TEXTE DE LA PAGE>
:::

Quand Lindsay sort de sa voiture, la tension est à son comble. Quelques commerces ont déjà été pillés à Harlem. Le maire est aussitôt entouré d'une foule compacte. Certains le reconnaissent, des leaders locaux improvisent un service d'ordre. John Lindsay marche, saisit des mains, dit sa peine. Il se retrouve en tête de cortège, le long de la 125e rue, rencontre des leaders syndicaux, des manifestants étudiants. «Je continuais à avancer, mais j'étais encerclé de toutes parts, racontera -t-il plus tard. De temps en temps, j'entendais qu'on criait mon nom. Parfois, j'entendais des femmes pleurer ou gémir…» Alors qu'il se retrouve coincé entre deux bandes rivales qui se disputent pour assurer sa protection, il est finalement exfiltré en voiture. «Harlem n'était pas encore tiré d'affaire, mais tout le monde s'est accordé sur le fait que Lindsay avait fait la différence, en se montrant à un moment où la plupart des maires du pays se cachaient dans des QG aux allures de bunkers», écrit Clay Risen. «Ça laisse songeur, se questionne-t-il aujourd'hui. Que ce serait-il passé si d'autres politiques avaient emprunté le même chemin que Lindsay, au lieu de faire patrouiller la Garde nationale et d'entrer en confrontation avec les communautés afro-américaines ?»
A New York, bilan pour une soirée bouillante : douze arrestations, et quelques incendies. Auteur d'une biographie assez critique de Lindsay (3), Vincent Cannato, professeur à l'Université du Massachusetts à Boston, insiste : «Il y a bien eu des émeutes, des pillages ce soir-là à New York et des briques ont volé au-dessus de la tête de Lindsay. Mais ça n'a rien eu à voir avec les violences ailleurs dans le pays. Ce soir-là a été l'un des meilleurs moments politiques de Lindsay. Harlem était très en colère, et c'était clairement un acte de courage d'y aller de nuit. Cela a vraiment limité les dégâts.»
Dans sa biographie, Cannato décrit cette figure politique charismatique, mais qui finit brisée politiquement après deux mandats, laissant un New York un peu plus pauvre, un peu plus dangereux qu’avant (la criminalité y a triplé entre 1960 et 1975), paralysé par des grèves.
Figure de l'élite du nord-est des Etats-Unis, très bien éduqué, opposé à la guerre du Vietnam, «Lindsay ne semblait s'intéresser qu'aux communautés pauvres et noires, et pas du tout à la classe moyenne blanche, qu'il n'a jamais comprise» .
Ordre et répression
L'année suivante, il perd l'investiture républicaine, en décalage total avec le virage conservateur qu'a pris le GOP, «devenu soudain le miroir déformant de la classe moyenne blanche» . Pour Clay Risen, «dans les banlieues blanches du pays, terrorisées par les violences diffusées à la télé, en le voyant marcher à Harlem ce soir-là, beaucoup se sont dit qu'il sympathisait avec les émeutiers, au lieu de sévir».
Six mois plus tard, Richard Nixon est élu président. Les conservateurs utilisent ces émeutes comme alibi pour justifier leur rhétorique sur l'ordre et la répression, dans le but affiché de protéger la «majorité silencieuse» - pour ne pas dire blanche. Les ghettos noirs sont désormais vus «comme une entité étrangère au sein des frontières américaines, un cancer qu'il fallait isoler du reste du corps social, résume Risen. La semaine qui a suivi la mort de King constitue un moment charnière dans l'histoire américaine d'après-guerre». Elle conjugue «les frustrations des Noirs, la fin de l'Etat providence, et la réaction de la classe ouvrière blanche, qui ont fait leur chemin dans la psyché nationale» . Et qui sont toujours bel et bien là, cinquante ans plus tard.
(1) Forty Years of Broadway Musical Flops, Macmillan (1992).
(2) A Nation on Fire, America in the Wake of the King Assassination, Wiley (2009).
(3) The Ungovernable City : John Lindsay and His Struggle to Save New York, Basic Books (2001).

:::

LISTE DES ENREGISTREMENTS>
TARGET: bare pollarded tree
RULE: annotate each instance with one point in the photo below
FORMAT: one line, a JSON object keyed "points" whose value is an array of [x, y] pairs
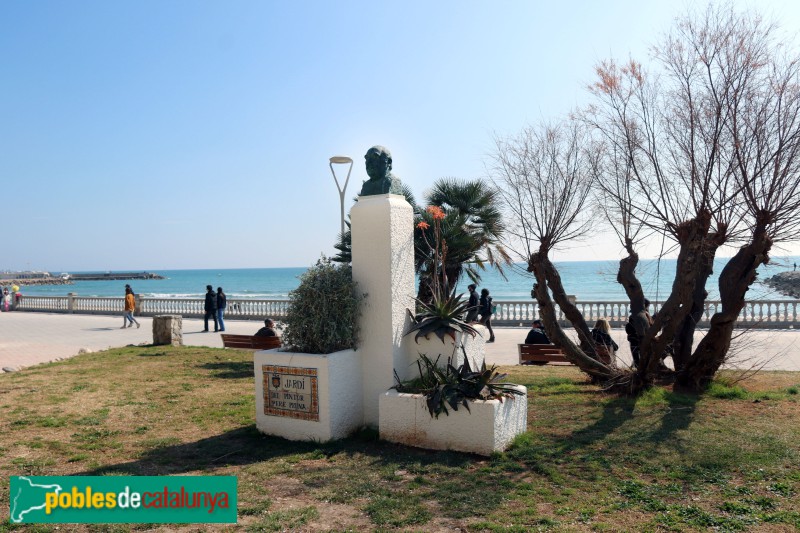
{"points": [[711, 158], [545, 175], [700, 149]]}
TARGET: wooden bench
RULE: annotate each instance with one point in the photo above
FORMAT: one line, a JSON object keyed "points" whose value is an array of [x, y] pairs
{"points": [[250, 342], [540, 354]]}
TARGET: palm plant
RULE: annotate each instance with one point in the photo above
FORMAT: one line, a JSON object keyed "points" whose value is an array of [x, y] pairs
{"points": [[472, 227], [444, 313]]}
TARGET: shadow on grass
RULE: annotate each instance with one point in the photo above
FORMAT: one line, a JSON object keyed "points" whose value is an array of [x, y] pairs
{"points": [[230, 369], [246, 445]]}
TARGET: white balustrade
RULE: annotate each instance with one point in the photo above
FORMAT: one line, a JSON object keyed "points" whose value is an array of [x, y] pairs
{"points": [[756, 313]]}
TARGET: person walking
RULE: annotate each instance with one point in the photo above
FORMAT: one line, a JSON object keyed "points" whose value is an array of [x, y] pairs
{"points": [[485, 308], [604, 345], [222, 303], [130, 305], [210, 308], [472, 305]]}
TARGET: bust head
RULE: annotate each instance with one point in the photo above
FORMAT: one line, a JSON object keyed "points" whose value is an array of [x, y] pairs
{"points": [[379, 162]]}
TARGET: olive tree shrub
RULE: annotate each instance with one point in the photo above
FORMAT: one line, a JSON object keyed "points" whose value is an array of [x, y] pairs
{"points": [[323, 310]]}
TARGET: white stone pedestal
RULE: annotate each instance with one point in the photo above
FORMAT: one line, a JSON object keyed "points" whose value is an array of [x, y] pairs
{"points": [[382, 230], [168, 330], [489, 426]]}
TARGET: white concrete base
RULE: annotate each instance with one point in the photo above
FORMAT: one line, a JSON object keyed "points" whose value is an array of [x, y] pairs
{"points": [[338, 410], [489, 426], [383, 266]]}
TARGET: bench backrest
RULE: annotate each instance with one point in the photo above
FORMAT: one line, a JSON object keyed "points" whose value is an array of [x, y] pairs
{"points": [[250, 342], [540, 353]]}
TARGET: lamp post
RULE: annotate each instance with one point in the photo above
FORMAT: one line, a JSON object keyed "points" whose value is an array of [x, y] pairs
{"points": [[341, 160]]}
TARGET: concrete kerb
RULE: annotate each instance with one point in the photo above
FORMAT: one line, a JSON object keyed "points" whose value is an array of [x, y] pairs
{"points": [[28, 339]]}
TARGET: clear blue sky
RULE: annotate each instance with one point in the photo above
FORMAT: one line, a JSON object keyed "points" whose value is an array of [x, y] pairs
{"points": [[191, 134]]}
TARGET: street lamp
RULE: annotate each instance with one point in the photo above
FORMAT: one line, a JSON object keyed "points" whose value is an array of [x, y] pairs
{"points": [[341, 160]]}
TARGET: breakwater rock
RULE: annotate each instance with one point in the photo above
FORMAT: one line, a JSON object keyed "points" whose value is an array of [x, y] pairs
{"points": [[22, 282], [787, 283]]}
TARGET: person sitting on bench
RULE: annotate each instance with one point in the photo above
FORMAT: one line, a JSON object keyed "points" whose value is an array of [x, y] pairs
{"points": [[268, 330], [537, 335]]}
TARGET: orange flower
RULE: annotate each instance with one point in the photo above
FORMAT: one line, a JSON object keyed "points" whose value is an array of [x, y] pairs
{"points": [[436, 212]]}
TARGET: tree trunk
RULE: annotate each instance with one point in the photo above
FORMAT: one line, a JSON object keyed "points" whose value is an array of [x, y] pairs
{"points": [[537, 264], [684, 339], [660, 335], [571, 311], [734, 281], [626, 276]]}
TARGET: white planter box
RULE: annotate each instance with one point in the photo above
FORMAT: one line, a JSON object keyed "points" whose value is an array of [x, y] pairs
{"points": [[489, 426], [308, 396]]}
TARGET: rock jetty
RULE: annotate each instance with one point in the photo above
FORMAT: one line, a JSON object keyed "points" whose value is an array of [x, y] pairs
{"points": [[35, 281], [787, 283]]}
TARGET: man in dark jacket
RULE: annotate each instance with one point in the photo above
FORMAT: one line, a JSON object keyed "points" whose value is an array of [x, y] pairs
{"points": [[210, 307], [268, 330], [537, 335], [472, 305]]}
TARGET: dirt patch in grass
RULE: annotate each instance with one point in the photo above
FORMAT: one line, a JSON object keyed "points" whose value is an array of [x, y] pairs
{"points": [[589, 462]]}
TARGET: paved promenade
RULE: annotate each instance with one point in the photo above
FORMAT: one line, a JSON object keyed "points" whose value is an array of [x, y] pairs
{"points": [[31, 338]]}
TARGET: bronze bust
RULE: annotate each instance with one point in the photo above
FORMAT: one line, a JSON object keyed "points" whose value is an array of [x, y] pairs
{"points": [[379, 167]]}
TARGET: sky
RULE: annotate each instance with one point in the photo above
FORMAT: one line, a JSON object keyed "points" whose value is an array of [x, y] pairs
{"points": [[154, 135]]}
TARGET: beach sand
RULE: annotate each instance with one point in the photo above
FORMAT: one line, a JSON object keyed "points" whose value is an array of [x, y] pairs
{"points": [[27, 339]]}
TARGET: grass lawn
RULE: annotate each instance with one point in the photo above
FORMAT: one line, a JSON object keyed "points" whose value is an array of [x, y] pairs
{"points": [[729, 460]]}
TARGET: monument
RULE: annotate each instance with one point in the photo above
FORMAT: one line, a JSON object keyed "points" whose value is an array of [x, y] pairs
{"points": [[329, 396], [379, 169]]}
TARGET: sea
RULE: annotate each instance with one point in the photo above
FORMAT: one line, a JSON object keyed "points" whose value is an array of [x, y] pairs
{"points": [[589, 281]]}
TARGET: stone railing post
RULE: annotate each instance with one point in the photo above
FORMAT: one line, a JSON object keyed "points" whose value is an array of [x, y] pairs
{"points": [[168, 330]]}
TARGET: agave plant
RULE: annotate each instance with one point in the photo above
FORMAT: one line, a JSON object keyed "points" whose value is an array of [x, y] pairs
{"points": [[455, 386], [444, 315]]}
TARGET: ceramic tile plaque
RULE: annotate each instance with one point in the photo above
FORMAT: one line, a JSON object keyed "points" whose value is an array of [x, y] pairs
{"points": [[291, 392]]}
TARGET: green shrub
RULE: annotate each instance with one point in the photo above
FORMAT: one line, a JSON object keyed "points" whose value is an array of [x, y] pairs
{"points": [[323, 310], [454, 386], [726, 392]]}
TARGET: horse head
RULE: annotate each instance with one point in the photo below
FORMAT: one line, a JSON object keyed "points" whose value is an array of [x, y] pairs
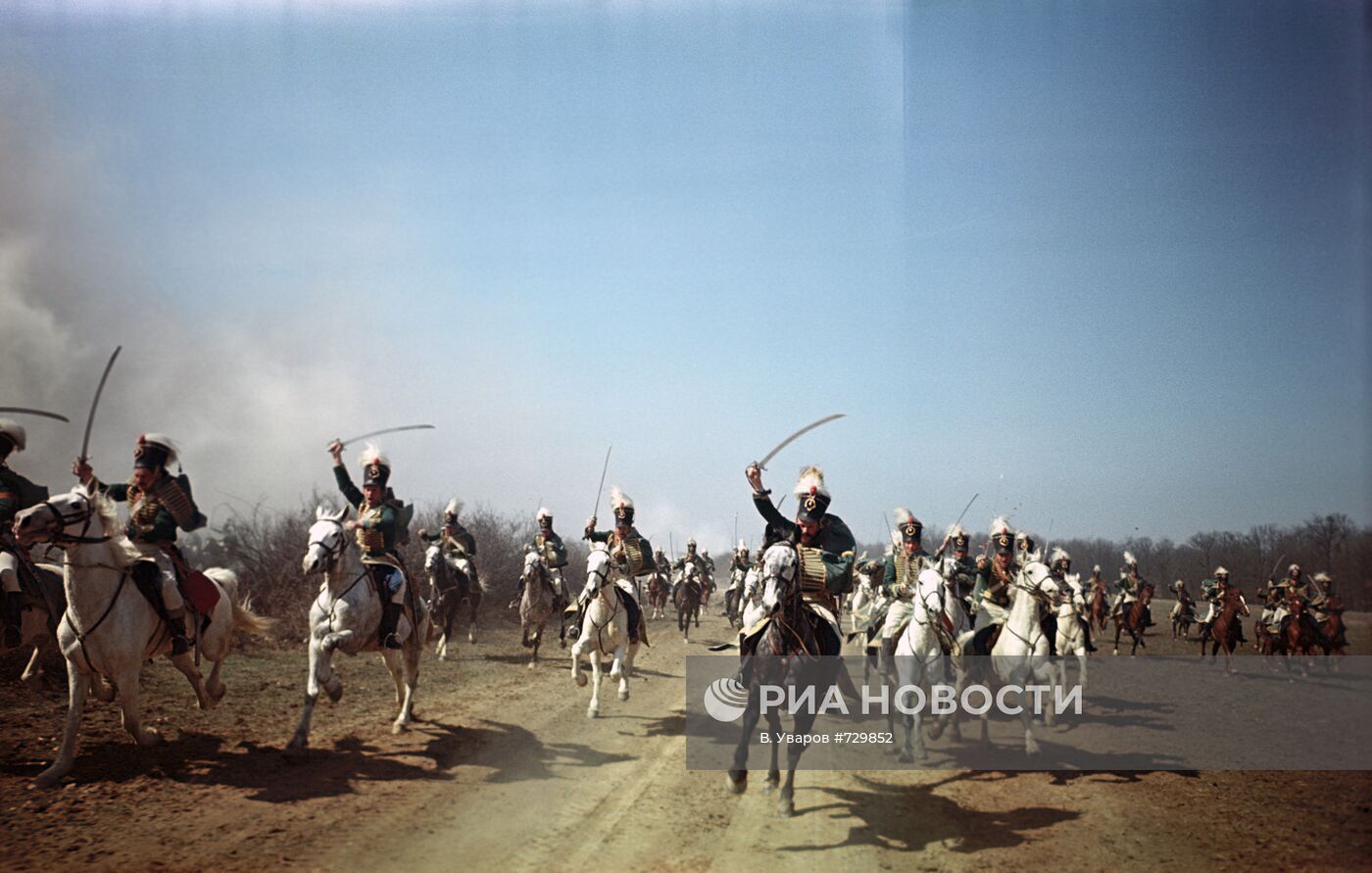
{"points": [[78, 516], [326, 541], [778, 575]]}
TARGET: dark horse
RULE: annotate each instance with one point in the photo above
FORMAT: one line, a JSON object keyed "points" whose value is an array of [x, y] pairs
{"points": [[1100, 612], [688, 606], [1224, 630], [1134, 619], [449, 591], [796, 650]]}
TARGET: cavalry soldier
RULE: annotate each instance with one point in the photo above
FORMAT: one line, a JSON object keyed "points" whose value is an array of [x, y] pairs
{"points": [[822, 543], [901, 578], [455, 538], [737, 570], [377, 526], [957, 570], [17, 495], [1128, 588], [1059, 564], [991, 596], [158, 506], [679, 567], [1213, 592], [630, 552]]}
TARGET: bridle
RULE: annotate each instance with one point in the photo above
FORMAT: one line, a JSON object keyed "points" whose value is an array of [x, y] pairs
{"points": [[82, 513]]}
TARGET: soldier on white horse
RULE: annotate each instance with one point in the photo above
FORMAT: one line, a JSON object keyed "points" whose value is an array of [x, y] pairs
{"points": [[457, 543], [18, 575], [630, 555], [899, 579], [160, 504], [377, 526]]}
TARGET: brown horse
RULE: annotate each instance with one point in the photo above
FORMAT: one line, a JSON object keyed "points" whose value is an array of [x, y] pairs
{"points": [[1100, 611], [1335, 634], [1224, 630], [688, 606], [658, 592], [784, 655], [1134, 619]]}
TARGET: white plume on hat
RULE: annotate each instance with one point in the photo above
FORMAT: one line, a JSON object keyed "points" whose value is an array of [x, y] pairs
{"points": [[370, 455], [14, 431], [811, 478], [164, 442]]}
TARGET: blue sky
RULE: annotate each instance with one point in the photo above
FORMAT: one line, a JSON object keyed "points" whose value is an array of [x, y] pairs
{"points": [[1113, 253]]}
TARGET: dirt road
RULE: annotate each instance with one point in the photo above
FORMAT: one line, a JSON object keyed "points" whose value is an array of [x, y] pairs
{"points": [[508, 772]]}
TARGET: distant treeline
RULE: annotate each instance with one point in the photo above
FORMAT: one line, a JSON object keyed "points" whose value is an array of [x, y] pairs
{"points": [[265, 548], [1328, 544]]}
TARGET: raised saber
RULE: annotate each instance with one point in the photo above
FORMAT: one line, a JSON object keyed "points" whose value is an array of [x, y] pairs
{"points": [[761, 464], [601, 486], [95, 404], [383, 431], [36, 412]]}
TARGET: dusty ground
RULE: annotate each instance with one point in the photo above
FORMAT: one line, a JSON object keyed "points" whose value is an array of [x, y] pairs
{"points": [[507, 772]]}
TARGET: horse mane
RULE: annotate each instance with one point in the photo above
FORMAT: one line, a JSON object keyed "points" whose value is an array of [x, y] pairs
{"points": [[121, 548]]}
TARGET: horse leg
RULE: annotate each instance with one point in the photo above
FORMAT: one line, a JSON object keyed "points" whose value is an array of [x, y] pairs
{"points": [[77, 685], [582, 640], [737, 777], [593, 708], [187, 666], [774, 769], [395, 663], [318, 675]]}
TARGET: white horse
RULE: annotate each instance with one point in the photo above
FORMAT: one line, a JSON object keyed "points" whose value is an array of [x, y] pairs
{"points": [[346, 618], [604, 630], [109, 627], [1072, 636], [1021, 653]]}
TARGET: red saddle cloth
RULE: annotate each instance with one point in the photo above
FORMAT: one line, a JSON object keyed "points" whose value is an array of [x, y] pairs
{"points": [[199, 592]]}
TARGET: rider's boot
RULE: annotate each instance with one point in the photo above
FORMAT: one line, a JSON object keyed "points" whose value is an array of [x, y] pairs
{"points": [[390, 620], [175, 620]]}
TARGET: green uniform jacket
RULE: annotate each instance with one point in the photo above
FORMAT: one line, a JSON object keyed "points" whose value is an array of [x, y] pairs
{"points": [[379, 519], [834, 541], [17, 495], [551, 550], [148, 522], [891, 581]]}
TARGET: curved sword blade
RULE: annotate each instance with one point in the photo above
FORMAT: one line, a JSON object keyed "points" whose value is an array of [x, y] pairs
{"points": [[36, 412], [387, 430], [95, 404], [761, 464]]}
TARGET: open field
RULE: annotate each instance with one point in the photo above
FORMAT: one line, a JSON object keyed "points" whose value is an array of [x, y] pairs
{"points": [[507, 772]]}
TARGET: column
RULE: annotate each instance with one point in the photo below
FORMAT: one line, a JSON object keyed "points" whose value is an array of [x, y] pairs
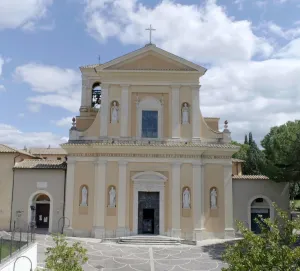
{"points": [[175, 112], [104, 110], [124, 110], [198, 201], [196, 112], [99, 199], [228, 206], [70, 181], [84, 101], [122, 201], [176, 199]]}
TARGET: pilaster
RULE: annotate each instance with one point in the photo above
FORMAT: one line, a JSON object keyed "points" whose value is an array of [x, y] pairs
{"points": [[228, 202], [196, 112], [176, 199], [175, 112], [104, 110], [70, 181], [122, 192], [99, 199], [124, 110], [198, 201]]}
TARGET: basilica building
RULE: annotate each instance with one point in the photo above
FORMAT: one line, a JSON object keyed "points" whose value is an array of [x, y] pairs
{"points": [[142, 159]]}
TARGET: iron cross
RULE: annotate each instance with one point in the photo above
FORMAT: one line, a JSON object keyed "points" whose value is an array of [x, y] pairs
{"points": [[150, 32]]}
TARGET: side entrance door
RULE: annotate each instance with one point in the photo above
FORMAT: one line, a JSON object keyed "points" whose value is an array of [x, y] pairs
{"points": [[42, 215]]}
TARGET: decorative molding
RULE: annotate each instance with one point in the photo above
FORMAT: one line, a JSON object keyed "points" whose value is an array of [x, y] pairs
{"points": [[150, 155]]}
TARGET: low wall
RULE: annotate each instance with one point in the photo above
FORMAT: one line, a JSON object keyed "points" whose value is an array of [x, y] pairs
{"points": [[22, 264]]}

:::

ÉNONCÉ> Recopiez le passage du texte sur John Lindsay qui s'ouvre sur les mots contenant «Dans sa biographie, Cannato» et se ferme sur «par des grèves.», en substituant «conflits sociaux» à «grèves». Ces enregistrements proviennent d'une autre source.

CORRIGÉ>
Dans sa biographie, Cannato décrit cette figure politique charismatique, mais qui finit brisée politiquement après deux mandats, laissant un New York un peu plus pauvre, un peu plus dangereux qu’avant (la criminalité y a triplé entre 1960 et 1975), paralysé par des conflits sociaux.